Saved entries:
--*--
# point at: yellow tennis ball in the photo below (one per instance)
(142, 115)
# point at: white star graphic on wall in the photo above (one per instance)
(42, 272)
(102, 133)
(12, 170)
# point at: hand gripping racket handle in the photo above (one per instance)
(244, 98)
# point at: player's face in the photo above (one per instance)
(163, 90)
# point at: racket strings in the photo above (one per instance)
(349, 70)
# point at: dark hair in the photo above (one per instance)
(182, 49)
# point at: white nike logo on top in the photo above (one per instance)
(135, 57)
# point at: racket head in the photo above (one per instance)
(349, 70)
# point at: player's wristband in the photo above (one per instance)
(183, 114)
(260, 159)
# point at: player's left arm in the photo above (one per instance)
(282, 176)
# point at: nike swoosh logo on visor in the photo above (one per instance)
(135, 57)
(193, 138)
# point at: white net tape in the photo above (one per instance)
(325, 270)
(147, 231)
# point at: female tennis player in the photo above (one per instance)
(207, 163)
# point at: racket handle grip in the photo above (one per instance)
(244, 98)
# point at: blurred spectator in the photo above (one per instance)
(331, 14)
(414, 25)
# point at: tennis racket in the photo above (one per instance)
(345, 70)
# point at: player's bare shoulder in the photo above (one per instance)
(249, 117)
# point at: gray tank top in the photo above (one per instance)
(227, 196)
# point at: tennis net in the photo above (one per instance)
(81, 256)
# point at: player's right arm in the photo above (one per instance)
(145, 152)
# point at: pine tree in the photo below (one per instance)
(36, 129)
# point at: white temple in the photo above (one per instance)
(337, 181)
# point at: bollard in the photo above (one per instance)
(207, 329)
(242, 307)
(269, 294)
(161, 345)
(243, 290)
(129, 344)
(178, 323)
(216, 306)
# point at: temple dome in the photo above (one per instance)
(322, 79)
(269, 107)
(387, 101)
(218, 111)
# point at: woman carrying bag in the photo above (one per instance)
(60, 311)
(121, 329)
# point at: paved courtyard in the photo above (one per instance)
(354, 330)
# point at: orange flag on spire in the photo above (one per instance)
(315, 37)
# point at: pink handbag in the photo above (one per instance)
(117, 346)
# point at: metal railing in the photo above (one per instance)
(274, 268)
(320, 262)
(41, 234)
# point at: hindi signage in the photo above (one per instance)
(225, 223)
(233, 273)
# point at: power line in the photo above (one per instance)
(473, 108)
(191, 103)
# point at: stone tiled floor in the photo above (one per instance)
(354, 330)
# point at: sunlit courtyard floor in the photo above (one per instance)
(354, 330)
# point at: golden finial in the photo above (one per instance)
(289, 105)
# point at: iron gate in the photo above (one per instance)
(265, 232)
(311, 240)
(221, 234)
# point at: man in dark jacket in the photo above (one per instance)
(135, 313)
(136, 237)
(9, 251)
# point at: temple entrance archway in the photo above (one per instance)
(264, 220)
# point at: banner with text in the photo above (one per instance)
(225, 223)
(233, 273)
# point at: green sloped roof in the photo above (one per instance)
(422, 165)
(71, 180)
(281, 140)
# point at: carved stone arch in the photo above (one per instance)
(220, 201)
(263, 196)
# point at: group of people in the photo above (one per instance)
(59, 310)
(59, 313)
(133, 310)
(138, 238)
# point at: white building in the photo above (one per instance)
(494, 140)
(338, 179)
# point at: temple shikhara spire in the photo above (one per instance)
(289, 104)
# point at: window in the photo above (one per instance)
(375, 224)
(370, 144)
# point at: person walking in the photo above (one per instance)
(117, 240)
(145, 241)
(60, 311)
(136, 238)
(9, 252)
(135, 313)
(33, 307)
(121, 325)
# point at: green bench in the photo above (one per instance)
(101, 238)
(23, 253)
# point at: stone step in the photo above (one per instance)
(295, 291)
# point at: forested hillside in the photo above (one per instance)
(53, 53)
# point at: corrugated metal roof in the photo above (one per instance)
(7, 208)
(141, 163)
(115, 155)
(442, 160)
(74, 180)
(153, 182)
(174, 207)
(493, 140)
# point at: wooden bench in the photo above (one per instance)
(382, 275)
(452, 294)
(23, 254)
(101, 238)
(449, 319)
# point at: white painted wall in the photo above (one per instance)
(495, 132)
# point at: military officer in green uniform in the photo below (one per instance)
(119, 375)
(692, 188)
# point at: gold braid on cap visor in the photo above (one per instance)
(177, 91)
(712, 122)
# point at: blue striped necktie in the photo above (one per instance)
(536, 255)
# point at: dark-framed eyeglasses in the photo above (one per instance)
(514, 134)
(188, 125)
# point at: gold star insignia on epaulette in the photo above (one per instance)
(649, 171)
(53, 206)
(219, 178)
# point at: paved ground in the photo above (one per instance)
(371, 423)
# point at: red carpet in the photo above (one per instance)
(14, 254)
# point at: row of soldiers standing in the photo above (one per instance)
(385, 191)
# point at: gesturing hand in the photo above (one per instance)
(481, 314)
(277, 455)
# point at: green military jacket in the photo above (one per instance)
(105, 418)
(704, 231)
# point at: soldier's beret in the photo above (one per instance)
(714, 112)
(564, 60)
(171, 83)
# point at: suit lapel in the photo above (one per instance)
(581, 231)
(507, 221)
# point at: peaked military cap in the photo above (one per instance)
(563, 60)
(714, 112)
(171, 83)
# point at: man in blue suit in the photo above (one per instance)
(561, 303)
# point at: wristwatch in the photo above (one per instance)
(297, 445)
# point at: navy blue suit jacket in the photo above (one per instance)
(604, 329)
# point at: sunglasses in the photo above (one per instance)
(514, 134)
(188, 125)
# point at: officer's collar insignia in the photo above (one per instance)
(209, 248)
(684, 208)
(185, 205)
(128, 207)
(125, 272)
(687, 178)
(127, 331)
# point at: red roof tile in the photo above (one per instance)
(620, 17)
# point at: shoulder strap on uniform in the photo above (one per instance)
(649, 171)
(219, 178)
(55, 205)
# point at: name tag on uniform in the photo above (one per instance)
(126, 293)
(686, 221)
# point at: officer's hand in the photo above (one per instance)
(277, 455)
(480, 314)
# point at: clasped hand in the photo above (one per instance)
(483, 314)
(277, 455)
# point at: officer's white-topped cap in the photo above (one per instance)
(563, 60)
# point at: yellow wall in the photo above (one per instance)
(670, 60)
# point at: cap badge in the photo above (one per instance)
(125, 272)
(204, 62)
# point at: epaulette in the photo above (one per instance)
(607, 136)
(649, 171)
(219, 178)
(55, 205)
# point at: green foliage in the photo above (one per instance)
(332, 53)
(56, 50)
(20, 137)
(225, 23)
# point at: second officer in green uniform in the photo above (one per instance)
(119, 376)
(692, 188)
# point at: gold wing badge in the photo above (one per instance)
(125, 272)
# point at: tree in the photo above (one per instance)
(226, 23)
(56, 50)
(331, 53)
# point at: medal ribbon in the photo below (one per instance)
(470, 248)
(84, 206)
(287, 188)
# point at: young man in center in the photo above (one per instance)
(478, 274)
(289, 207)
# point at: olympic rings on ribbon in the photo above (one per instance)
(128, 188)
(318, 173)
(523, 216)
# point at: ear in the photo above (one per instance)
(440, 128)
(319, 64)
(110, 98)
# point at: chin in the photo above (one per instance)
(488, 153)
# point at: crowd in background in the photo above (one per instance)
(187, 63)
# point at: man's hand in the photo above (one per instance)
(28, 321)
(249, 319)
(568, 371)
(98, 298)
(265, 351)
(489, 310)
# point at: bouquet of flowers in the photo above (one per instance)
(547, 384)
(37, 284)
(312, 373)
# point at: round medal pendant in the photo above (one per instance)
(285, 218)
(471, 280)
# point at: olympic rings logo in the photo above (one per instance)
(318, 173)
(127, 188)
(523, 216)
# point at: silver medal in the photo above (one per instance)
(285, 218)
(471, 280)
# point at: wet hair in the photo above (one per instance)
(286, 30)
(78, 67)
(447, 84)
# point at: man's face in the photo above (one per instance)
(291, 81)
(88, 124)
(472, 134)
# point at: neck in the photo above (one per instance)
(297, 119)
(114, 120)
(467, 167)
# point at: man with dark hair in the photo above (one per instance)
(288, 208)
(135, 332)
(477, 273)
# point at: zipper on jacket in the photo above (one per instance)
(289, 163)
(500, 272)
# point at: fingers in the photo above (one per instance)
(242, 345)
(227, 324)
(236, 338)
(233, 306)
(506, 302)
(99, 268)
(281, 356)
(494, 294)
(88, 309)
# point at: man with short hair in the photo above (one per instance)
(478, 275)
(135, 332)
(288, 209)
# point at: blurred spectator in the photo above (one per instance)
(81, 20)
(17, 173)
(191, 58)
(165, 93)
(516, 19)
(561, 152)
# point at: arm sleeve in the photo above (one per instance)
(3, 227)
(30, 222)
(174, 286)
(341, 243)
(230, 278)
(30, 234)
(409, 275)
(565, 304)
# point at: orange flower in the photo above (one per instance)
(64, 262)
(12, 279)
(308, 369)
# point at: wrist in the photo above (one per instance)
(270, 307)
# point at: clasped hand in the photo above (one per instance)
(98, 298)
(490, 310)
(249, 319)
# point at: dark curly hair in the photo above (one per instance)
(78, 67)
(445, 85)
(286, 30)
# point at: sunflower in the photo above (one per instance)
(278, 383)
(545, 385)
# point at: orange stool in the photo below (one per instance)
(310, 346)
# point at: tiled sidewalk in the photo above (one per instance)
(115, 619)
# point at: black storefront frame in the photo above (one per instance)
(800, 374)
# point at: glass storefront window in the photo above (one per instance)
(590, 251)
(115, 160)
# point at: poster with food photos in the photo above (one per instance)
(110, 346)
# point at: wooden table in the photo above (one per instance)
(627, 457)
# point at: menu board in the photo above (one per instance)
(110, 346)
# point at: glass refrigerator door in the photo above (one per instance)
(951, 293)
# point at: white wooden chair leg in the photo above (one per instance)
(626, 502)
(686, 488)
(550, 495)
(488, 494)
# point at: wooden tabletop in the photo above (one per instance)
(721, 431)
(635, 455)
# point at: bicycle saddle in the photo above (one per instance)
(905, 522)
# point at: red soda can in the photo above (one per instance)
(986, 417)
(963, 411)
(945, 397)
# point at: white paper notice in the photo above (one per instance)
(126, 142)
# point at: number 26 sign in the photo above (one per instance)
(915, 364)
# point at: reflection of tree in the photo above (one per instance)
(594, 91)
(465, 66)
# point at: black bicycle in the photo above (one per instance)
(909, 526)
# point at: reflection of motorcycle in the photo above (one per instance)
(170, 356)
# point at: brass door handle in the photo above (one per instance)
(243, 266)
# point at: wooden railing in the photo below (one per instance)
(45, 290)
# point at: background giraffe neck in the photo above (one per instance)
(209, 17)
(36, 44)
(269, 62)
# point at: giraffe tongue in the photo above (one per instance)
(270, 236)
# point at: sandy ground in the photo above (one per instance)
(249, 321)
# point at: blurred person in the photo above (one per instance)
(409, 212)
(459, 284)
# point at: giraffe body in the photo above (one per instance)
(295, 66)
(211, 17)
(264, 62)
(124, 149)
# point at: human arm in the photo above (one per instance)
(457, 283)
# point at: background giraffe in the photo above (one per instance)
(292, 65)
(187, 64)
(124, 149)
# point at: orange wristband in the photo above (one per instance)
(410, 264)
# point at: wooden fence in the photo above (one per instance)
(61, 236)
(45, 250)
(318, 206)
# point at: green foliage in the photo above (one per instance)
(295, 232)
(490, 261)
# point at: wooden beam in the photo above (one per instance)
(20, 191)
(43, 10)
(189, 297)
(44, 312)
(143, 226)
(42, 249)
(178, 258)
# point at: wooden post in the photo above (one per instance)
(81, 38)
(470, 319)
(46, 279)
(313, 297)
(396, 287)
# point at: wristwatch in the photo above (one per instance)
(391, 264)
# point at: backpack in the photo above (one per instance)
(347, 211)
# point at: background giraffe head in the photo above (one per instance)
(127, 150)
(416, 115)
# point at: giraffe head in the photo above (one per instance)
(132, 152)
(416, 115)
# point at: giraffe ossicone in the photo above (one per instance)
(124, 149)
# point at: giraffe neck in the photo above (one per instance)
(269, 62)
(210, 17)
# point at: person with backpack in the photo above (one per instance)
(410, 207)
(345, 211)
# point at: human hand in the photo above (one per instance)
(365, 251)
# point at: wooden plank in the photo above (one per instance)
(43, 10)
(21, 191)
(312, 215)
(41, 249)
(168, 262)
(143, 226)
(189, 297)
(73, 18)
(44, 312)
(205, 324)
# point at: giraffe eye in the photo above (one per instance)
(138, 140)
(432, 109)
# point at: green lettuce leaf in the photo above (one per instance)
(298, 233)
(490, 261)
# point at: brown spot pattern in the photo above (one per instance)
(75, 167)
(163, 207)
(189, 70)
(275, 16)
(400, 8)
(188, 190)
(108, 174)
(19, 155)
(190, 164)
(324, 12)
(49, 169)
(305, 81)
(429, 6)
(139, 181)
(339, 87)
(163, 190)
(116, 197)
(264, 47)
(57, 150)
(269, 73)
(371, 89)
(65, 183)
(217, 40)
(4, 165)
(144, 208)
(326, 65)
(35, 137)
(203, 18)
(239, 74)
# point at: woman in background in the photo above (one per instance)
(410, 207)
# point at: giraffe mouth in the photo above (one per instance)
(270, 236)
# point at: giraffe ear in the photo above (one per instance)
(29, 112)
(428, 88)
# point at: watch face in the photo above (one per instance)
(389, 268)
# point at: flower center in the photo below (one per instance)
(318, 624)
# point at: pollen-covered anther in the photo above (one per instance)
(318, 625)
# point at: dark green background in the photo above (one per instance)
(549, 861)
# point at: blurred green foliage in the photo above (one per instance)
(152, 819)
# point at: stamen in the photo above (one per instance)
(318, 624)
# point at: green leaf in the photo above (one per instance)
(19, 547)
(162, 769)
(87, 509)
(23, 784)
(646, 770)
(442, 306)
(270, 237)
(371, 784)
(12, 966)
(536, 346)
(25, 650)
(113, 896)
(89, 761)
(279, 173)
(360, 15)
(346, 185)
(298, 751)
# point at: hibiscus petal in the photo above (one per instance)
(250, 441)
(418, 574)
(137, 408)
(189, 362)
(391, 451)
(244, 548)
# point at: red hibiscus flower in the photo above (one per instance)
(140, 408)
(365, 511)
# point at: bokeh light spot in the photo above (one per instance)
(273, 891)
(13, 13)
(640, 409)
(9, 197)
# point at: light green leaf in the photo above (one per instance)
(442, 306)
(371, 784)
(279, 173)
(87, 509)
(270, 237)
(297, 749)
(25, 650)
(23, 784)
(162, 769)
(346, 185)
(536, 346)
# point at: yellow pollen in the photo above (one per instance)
--*--
Could you give again exactly the lines from the line containing "# point at: hibiscus" through the final line of the data above, and no others?

SOLUTION FOR THIS TASK.
# point at: hibiscus petal in the photo above (one per instance)
(250, 441)
(418, 574)
(137, 408)
(189, 362)
(391, 451)
(244, 548)
# point at: red hibiscus flower in the photo above (one per instance)
(140, 408)
(365, 511)
# point at: bokeh light spot in the photo above (one per instance)
(273, 891)
(13, 13)
(640, 409)
(9, 197)
# point at: light green leaf in the photo above (one per instance)
(442, 306)
(371, 784)
(279, 173)
(87, 509)
(270, 237)
(297, 749)
(25, 650)
(23, 784)
(162, 769)
(346, 185)
(536, 346)
# point at: yellow pollen in the photo above (one per instance)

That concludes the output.